Locate every line in the material below that contains the word "stone", matching its case, and copy each of those lines.

Data lines start

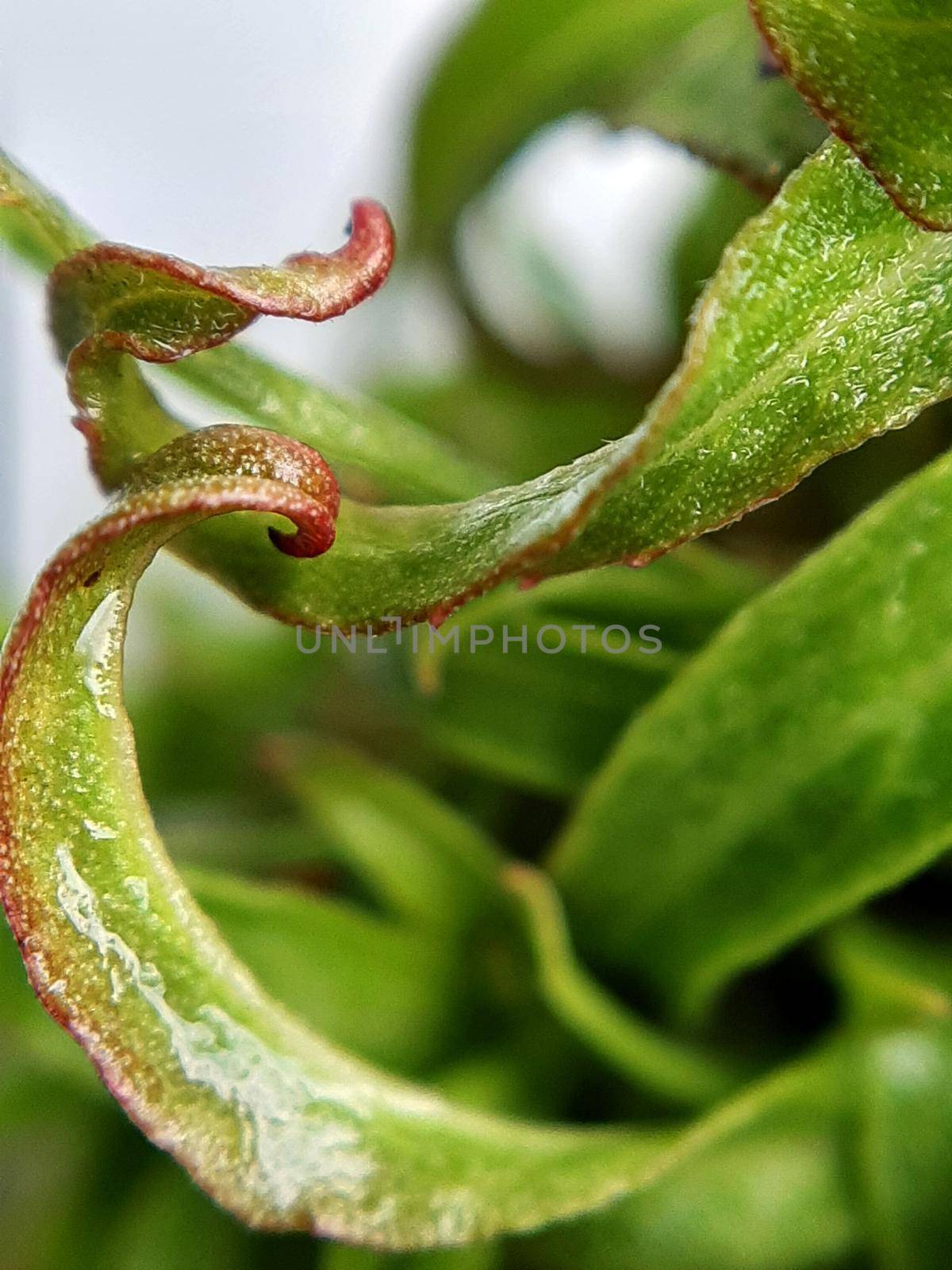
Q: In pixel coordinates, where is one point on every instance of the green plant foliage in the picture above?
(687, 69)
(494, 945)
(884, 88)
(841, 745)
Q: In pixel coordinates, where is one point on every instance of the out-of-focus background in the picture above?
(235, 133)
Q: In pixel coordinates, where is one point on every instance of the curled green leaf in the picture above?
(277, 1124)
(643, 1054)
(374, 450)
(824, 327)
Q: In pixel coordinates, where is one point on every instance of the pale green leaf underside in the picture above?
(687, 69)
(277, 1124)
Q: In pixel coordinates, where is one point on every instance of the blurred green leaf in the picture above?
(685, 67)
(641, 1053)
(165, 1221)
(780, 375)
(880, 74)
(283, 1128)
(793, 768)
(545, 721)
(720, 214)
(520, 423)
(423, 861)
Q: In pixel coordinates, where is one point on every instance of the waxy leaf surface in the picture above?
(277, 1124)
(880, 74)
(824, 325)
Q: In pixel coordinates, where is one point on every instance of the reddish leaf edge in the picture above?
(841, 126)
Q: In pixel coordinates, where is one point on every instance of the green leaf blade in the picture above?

Data lines end
Data lines start

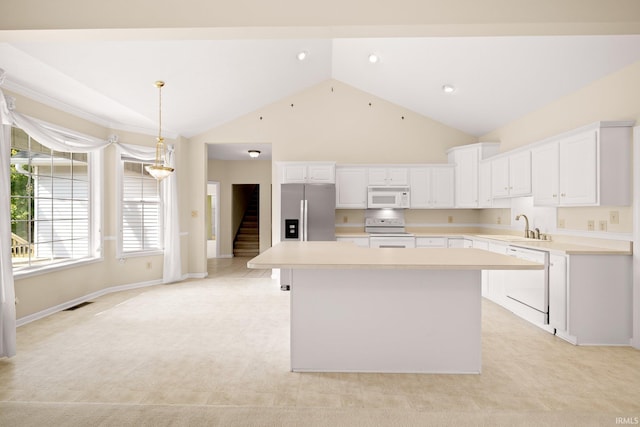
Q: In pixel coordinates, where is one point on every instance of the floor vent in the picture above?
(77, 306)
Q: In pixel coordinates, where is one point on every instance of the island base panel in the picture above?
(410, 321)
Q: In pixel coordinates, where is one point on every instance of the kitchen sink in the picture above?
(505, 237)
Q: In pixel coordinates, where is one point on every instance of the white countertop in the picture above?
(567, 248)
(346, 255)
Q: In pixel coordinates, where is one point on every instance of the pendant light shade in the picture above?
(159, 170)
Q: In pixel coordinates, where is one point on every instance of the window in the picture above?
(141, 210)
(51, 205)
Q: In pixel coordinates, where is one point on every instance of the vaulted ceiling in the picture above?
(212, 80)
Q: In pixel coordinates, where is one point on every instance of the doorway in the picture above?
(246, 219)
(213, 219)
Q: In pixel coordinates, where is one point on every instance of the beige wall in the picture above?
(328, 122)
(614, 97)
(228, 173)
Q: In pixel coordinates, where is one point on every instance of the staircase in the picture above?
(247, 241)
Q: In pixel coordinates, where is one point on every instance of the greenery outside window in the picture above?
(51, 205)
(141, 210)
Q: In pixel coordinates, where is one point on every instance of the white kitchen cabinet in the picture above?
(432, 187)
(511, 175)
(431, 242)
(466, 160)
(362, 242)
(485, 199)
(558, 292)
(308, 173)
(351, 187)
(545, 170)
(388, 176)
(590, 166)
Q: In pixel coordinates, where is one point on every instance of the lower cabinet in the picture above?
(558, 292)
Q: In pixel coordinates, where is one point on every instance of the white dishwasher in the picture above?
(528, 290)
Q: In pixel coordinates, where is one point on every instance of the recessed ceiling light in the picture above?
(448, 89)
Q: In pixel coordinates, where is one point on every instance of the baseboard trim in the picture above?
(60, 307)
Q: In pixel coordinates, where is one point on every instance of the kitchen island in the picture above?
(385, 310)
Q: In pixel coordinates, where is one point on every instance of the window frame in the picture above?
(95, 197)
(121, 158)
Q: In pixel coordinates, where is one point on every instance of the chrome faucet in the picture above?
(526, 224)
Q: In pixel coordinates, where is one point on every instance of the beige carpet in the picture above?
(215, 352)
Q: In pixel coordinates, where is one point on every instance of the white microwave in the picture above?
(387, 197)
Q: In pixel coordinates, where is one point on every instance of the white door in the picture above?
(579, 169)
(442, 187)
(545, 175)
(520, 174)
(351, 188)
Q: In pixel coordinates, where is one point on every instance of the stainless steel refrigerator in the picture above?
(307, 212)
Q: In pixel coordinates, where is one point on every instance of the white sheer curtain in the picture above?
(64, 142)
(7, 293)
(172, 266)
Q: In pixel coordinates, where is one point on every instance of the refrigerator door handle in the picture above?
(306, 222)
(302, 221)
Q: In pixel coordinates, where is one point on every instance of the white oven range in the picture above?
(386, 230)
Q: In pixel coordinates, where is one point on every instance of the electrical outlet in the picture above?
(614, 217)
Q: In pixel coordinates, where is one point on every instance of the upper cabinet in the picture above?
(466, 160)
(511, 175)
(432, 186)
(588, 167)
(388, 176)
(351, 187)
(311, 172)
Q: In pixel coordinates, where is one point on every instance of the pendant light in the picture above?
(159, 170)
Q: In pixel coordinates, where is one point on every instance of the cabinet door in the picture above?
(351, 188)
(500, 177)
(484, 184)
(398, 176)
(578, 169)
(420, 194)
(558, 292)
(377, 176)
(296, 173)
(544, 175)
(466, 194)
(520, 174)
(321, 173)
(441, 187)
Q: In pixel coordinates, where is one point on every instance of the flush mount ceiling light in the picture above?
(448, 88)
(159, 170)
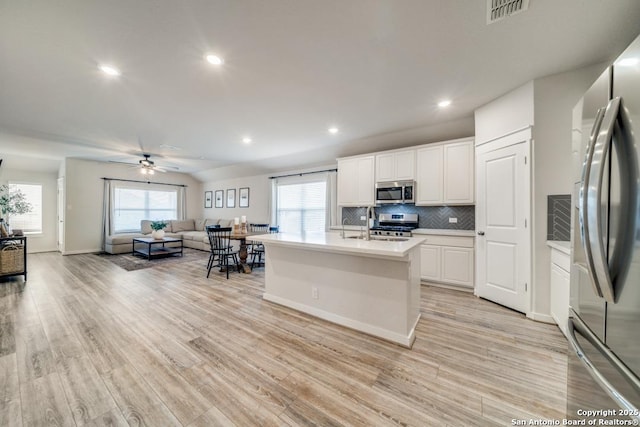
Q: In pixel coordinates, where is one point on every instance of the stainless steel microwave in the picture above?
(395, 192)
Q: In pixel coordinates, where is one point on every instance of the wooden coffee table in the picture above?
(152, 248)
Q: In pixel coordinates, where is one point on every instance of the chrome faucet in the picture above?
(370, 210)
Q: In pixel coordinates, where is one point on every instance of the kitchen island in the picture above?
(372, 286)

Data lines end
Data lines start

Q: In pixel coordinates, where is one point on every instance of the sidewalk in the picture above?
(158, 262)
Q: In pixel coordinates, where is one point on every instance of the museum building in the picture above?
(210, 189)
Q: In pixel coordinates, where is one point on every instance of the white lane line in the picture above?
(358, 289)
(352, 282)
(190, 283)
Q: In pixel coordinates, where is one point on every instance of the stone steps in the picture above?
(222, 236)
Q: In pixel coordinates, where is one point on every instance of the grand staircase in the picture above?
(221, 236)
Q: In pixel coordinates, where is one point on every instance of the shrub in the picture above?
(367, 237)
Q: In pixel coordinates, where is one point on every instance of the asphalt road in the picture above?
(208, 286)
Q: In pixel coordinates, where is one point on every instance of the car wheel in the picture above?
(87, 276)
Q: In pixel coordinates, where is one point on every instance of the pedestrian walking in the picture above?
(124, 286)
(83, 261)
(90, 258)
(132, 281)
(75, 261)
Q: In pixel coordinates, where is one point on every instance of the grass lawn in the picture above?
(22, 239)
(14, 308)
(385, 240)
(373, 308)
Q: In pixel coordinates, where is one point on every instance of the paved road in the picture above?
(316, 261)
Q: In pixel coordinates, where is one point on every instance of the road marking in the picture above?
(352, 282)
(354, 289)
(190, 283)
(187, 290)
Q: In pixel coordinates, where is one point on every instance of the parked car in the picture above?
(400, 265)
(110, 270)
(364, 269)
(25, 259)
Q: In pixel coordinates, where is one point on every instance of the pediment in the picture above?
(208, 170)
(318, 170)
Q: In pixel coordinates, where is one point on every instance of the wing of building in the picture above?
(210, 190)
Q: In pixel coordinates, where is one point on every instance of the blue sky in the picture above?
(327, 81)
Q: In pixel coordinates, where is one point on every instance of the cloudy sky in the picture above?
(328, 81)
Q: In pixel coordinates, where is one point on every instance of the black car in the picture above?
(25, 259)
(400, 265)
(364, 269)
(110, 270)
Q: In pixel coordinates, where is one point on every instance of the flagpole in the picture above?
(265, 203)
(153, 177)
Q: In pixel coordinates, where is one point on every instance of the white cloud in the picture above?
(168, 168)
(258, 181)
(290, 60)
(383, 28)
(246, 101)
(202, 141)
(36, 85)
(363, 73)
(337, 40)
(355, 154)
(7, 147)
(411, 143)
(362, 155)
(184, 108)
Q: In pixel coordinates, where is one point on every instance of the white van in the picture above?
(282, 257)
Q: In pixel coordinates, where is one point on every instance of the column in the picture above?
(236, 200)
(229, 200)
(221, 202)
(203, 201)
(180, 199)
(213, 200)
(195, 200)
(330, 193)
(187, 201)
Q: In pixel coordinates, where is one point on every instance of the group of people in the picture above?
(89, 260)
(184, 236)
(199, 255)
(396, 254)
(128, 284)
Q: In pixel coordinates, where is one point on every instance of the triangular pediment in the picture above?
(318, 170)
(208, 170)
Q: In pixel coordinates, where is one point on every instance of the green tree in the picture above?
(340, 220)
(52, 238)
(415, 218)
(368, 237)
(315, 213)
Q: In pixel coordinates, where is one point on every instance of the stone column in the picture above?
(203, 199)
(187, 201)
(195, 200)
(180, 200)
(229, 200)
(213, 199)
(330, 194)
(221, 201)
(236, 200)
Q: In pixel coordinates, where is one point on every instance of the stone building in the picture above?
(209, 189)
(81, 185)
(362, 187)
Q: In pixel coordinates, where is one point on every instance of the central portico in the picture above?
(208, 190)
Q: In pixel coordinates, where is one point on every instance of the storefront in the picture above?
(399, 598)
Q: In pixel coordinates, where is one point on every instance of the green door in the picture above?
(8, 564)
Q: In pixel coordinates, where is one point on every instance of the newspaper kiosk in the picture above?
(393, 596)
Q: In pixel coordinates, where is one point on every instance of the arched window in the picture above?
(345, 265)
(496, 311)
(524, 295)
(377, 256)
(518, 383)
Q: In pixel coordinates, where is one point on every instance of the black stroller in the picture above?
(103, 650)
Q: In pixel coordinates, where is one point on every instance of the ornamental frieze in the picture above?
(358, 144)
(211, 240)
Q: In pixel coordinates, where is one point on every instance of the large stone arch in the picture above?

Data lines end

* Solution to this task:
Q: In pixel coordinates, where is one point on every instance of the stone steps in the picture above?
Q: In pixel coordinates, where is one point on every instance of the stone column in the picture above?
Q: In pixel coordinates, where is one point on every instance of the stone building in the picture above?
Q: In pixel coordinates, where is one point on every instance of the large stone arch in the picture above?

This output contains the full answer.